• WHAT NEEDS TO BE DONE
Can you retype, word for word, every line from the one containing "Pick out the pollen" up to and including the last line of the rows?

Point labeling rows:
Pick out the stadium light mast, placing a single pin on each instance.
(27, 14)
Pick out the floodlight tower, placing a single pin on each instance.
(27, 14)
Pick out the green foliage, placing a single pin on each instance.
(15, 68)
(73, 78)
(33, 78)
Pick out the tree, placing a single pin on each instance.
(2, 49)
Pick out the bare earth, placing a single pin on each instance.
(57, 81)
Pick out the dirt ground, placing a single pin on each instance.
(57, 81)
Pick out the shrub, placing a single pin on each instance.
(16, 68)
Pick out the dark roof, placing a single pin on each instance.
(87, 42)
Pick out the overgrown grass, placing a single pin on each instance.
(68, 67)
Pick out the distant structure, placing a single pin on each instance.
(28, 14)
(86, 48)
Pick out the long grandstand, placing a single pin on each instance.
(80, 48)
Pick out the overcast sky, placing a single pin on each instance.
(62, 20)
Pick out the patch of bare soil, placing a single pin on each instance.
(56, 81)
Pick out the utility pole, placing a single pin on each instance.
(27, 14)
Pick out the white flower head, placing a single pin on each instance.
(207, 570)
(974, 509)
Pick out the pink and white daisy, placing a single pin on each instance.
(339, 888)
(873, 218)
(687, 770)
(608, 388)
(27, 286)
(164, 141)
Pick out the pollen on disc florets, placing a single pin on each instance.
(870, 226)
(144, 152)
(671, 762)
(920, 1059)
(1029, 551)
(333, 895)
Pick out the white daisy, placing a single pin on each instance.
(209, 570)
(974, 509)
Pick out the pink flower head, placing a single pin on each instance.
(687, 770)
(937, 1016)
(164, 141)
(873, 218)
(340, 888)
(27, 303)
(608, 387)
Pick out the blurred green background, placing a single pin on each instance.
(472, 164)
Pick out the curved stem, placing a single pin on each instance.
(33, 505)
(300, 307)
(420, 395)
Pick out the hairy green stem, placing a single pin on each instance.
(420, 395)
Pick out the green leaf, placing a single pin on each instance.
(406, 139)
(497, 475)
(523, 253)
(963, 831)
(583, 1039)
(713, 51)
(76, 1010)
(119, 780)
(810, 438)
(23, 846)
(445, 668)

• COMPLETED EXERCISE
Pick out the pollen on disc florets, placing a single pin on each instance.
(870, 226)
(144, 152)
(671, 762)
(920, 1059)
(1029, 551)
(333, 895)
Pick out the white daisy, placing a single pin on each instance.
(209, 570)
(974, 509)
Pick out the pink flower head, placing a single pin on each instance.
(687, 770)
(937, 1016)
(164, 141)
(873, 218)
(340, 888)
(27, 303)
(608, 387)
Pick out the blurred green background, placing a single pin on each instance.
(472, 164)
Pick out the curved stem, placing a single pin on each instance.
(33, 505)
(300, 307)
(420, 395)
Pick out the hairy green stem, placing a single pin on each instance.
(420, 395)
Pick out the green leaf, placing a single pin on each instance.
(406, 139)
(497, 475)
(523, 253)
(963, 831)
(583, 1039)
(713, 51)
(76, 1010)
(119, 780)
(810, 438)
(23, 846)
(445, 668)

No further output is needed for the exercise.